--- BEGIN STORED RECORDS ---

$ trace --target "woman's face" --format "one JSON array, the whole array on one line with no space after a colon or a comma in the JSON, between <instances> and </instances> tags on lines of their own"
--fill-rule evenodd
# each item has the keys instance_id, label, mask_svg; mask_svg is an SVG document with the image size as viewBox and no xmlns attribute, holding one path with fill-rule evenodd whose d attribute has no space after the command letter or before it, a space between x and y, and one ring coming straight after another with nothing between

--- END STORED RECORDS ---
--- BEGIN STORED RECORDS ---

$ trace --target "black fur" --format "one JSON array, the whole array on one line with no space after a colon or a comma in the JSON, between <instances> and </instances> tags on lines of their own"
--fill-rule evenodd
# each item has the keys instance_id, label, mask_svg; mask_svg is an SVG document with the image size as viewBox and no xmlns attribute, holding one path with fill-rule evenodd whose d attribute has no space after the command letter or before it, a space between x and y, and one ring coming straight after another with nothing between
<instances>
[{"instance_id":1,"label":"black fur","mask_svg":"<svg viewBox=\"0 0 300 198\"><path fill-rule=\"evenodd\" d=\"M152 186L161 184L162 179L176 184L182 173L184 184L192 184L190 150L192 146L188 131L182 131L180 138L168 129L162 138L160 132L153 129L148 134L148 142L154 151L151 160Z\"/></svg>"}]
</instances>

--- END STORED RECORDS ---
--- BEGIN STORED RECORDS ---

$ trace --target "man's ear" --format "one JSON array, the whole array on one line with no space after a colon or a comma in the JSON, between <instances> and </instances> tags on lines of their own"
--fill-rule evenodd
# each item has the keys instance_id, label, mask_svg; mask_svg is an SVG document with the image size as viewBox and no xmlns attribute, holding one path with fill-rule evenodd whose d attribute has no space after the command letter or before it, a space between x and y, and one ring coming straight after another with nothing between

--- END STORED RECORDS ---

GIVEN INSTRUCTION - List every line in the material above that contains the string "target". Case counts.

SOLUTION BELOW -
$ trace --target "woman's face" --format "one JSON array, the whole array on one line with no space after a colon or a comma in the JSON, between <instances> and </instances> tags on lines of their own"
$ trace --target "black fur" --format "one JSON array, the whole array on one line with no space after a colon or a comma in the JSON, between <instances> and </instances> tags on lines of their own"
$ trace --target "man's ear" --format "one JSON array, the whole array on one line with no space after a colon or a comma in the JSON, between <instances> and </instances> tags on lines of their own"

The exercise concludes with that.